● **Текст для чтения**
Взял с полки Довлатова, и...
Память бродит переносит в те далекие года. До запахов. До приторного вкуса патоки во рту от недосыпа. Вонючая кременчугская "Прима". Душная тускло освещенная караулка. Отдыхающая на топчанах свободная смена. Молодой жарит на кухне картошку. За пультом заснул начкар. Там, за окном - огороженный колючкой периметр, часовые на вышках, заваленная мокрым снегом тропа. Автомат на одном плече и тапик на другом. Столбы с телефонными точками, грубо чернеющие посреди тверских болот склады РАВ.
Я - разводящий.
Вывожу очередную смену на периметр. Черные сосны, кажущиеся ночью на этом болоте гигантскими, карябают низкое моросящее волглым снегом небо. Луна еле пробивается сквозь тучи. Холодно, промозгло и сыро. Чертовски хочется спать - сутки урывками по двадцать минут это тяжело. Сапог, которым с самого начала караула зачерпнул из проталины воды, так и не высох, скотина, и просушить его нет никакой возможности - свободного времени между сменами остается минут по сорок: ни пожрать, ни отдохнуть.
"Стой, кто идет!" "Разводящий со сменой!" "Разводящий ко мне остальные - на месте!"
Прозвон телефонных точек. Одна, зараза, не работает. Она всегда не работает. Надо менять, в принципе, это моя прямая обязанность, как разводящего. Как и разводящего до меня, и разводящего до разводящего до меня, и тех, кто служил здесь, пока я еще под стол ходил - но никто не меняет. И фонарь у грибка так и не починили - его никогда "не починили"...
А до конца караула еще четырнадцать часов. А потом еще сдача поста. Сдача боеприпасов. Драинье караулки полотером с мылом и натирание краников брючными ремнями до зеркального состояния.
И только потом - "шишига" и тряская дорога по кочкам до полка, который никто никогда не называл домом, но в который чертовски хочется вернуться.
И - самое лучше время во всем карауле, всего несколько минут, когда "шишига", проезжая КПП, выруливает на плац, после болот кажущийся ярко освещенной бальной залой, и запахи, ставшие почти уже родными и в этот момент ты уже почти готов назвать бригаду "домом", и знакомый шум и гам идущих на ужин рот, и освещенные фонарями аллеи между казармами, и толпа у клуба где было какое-то кино, и знакомые лица, знакомые здания, знакомые дорожки. И вот "шишига" тормозит у казармы, ты подаешь команду "К машине", и караул гроздьями отсыревших фиников сыплется на асфальт и топает кирзачами в казарму, матерясь и звеня ящиком с боеприпасами, а ты, оставшись один, не спешишь идти сдавать оружие, а достаешь сигарету и - так и стоя с автоматом на плече и штык-ножом на поясе - закуриваешь, и куришь со вкусом, ни о чем не думая, позволяя себе этот маленький расслабон, эти три-пять минут какой-то особенно свободной после караула жизни, и стоишь, и улыбаешься как дурак, и смолишь вонючую "Приму".

● **Исходные данные**

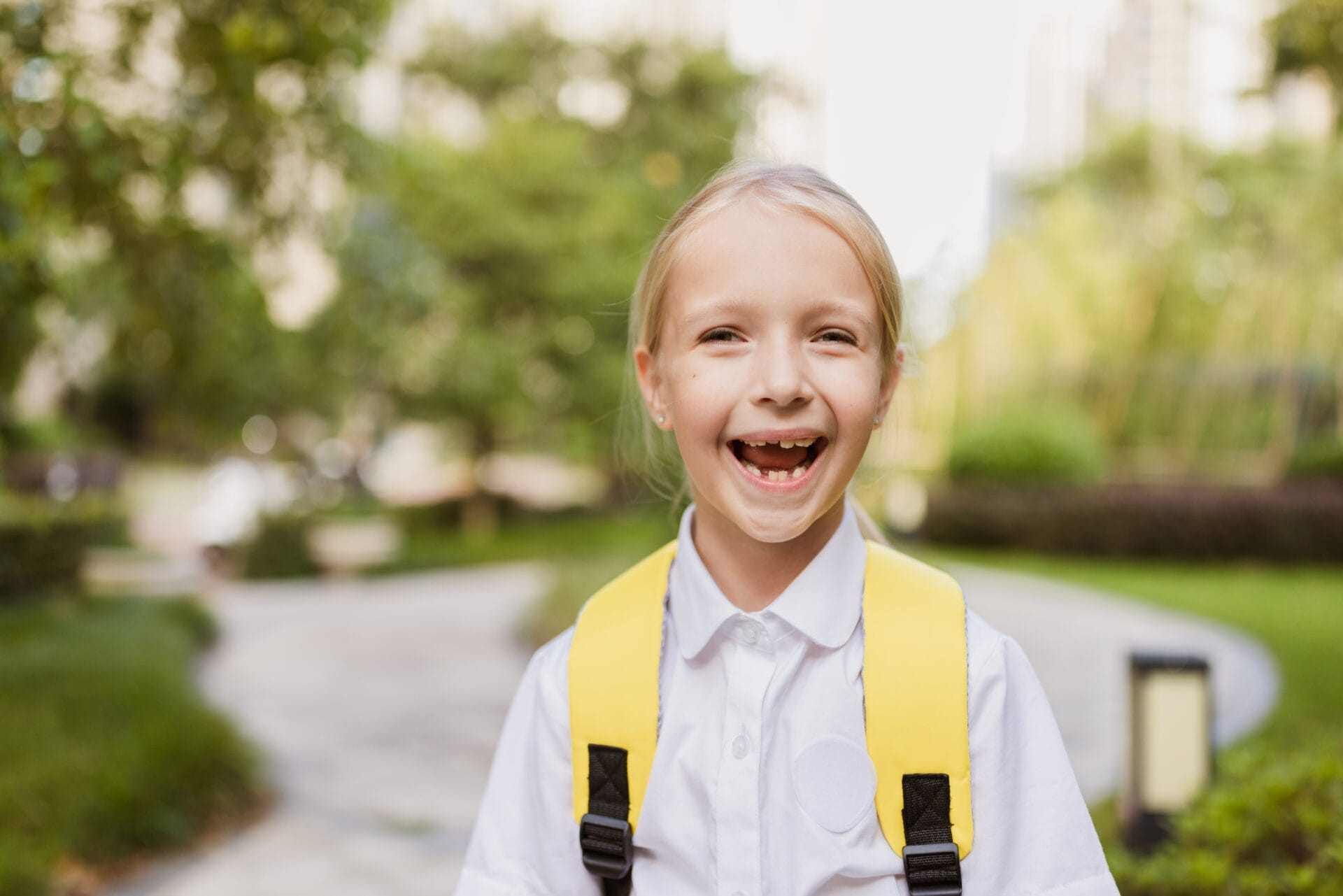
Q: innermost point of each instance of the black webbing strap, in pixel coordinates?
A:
(932, 860)
(604, 832)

● **Задания**
(a) Определите, согласуются ли с отрывком о карауле утверждения (i), (ii) и (iii). Ответьте «да» или «нет» и приведите решающие слова текста дословно. (i) Одна из телефонных точек выходит из строя лишь изредка. (ii) До конца караула остается четырнадцать часов. (iii) Полк все называли домом.
(b) Продолжите отрывок о карауле, начиная после его последнего предложения.
Данные представляют собой отдельный материал и с отрывком о карауле не связаны.

● **Ответы к заданиям**
(a)
(i) Нет: «Она всегда не работает.»
(ii) Да: «А до конца караула еще четырнадцать часов.»
(iii) Нет: «полка, который никто никогда не называл домом».

(b)
Ты почти счастлив в этот момент. Ты доволен. Ты привел людей. Все обошлось без ЧП и приключений. Никто никого не застрелил, никто никого не убил, никто не переломал никому ребра. И даже Касатый, который никак не может запомнить, что контрольный спуск делается ПОСЛЕ того, как отстегнул магазин, не вынес никому мозги.
Ты сделал свое дело. Ты сделал его хорошо. И ты наслаждаешься этим.
А твои гаврики уже ждут тебя в казарме, и ты сдаешь автомат и ведешь их в столовую на поздний ужин. "Раз, раз, раз-два-три. Рррро-ота!!!" дурачишься ты, и довольный караул также дурачится тебе в ответ, печатая, как один, три строевых шага подкованными сапогами по асфальту плаца, через которой вообще-то ходить запрещено, но вам сегодня вроде как и можно.
А в столовой уже никого, и повар приносит вам в полупустой с погасшими уже лампами зал холодные остатки ужина. И порции, как всегда, конечно же, меньше нормы и совсем холодные и ты, как всегда, говоришь себе: "сейчас пойду и разобью ему грызло" - потому что никто не имеет права кормить твоих вернувшихся из караула людей остатками холодного приворованного ужина, но, как и всегда, машешь рукой - да хрен с ним, и так хорошо. И всем тоже и так хорошо. И вы сидите и долго пьете чай, который - опять же по негласному правилу - караулу дают от пуза, хоть улейся. Тут даже повара не обманывают.
А потом в казарме вы готовитесь к отбою отдельно от дивизиона, сами по себе, и это, по негласному правилу, тоже можно - раньше или позже отбоя. И курите в одних кальсонах в умывальнике, и кто-то обязательно говорит, что неплохо бы отправить гонца за водкой, и все соглашаются, но никто не отправляет, потому что бухать не хочется, а хочется в постель.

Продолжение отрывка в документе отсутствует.